What the task requires: Reproduce the material from its first line through the line holding "[147,117,240,274]", inclusive, leaving the request text unchanged but shifting every bounding-box coordinate in the answers up by 133.
┌──
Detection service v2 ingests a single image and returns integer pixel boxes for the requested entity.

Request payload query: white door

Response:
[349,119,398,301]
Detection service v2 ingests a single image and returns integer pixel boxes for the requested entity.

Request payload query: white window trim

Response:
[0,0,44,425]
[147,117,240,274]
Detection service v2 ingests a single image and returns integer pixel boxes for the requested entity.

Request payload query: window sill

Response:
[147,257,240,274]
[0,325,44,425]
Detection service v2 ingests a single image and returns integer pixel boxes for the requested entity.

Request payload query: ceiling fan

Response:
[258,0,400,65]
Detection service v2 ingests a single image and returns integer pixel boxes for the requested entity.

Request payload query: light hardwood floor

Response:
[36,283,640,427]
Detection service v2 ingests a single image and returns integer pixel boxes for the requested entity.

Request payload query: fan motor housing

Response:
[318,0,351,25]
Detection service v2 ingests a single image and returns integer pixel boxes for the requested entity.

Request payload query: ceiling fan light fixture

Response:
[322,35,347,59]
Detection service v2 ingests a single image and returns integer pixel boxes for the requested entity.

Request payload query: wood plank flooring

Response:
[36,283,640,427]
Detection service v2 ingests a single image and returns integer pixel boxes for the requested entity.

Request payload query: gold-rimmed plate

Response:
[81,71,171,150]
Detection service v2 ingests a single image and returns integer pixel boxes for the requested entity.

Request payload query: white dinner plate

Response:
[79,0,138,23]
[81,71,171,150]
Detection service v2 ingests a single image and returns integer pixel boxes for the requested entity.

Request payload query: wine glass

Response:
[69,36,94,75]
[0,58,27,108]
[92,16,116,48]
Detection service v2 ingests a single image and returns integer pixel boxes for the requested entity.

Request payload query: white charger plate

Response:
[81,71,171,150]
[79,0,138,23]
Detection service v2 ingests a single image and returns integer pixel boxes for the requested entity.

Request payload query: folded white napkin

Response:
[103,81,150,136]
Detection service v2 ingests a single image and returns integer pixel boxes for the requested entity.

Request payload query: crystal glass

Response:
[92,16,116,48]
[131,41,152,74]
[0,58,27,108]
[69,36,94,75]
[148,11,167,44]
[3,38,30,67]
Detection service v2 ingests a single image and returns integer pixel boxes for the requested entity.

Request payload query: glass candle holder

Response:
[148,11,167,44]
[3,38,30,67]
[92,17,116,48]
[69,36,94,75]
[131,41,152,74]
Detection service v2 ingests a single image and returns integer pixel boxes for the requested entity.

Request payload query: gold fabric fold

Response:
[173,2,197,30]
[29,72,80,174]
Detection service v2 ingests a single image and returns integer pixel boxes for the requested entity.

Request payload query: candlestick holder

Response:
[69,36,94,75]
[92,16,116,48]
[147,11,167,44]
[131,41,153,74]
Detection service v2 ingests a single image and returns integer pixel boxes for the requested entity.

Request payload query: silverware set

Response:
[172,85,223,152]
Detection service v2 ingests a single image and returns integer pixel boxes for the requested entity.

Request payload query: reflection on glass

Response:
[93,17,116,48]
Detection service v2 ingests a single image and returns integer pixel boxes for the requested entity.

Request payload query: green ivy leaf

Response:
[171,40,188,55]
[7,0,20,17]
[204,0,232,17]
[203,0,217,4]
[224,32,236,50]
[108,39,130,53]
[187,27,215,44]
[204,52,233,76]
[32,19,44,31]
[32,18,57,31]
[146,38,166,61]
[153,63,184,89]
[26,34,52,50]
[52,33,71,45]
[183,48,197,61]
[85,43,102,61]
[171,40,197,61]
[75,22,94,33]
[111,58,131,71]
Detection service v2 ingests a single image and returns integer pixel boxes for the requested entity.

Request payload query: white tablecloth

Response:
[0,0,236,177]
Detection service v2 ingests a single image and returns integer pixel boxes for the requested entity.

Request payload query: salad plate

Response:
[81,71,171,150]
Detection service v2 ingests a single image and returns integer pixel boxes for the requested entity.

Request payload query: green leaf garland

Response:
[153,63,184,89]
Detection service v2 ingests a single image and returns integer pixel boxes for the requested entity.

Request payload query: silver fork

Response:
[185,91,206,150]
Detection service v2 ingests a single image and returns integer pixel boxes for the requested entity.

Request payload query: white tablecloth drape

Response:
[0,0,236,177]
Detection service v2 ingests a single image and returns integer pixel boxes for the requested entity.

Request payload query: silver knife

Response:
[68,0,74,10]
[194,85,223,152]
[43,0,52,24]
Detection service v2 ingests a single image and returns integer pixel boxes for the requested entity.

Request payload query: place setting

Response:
└──
Response below:
Detection service v2 ingests a single image and returns integer pixel boxes for the requested entity.

Request payload query: white door

Response:
[482,252,531,434]
Detection service v2 ingests a single image and returns integer pixel boxes for the requested entity.

Request payload query: white window trim

Response:
[133,133,177,558]
[280,250,373,407]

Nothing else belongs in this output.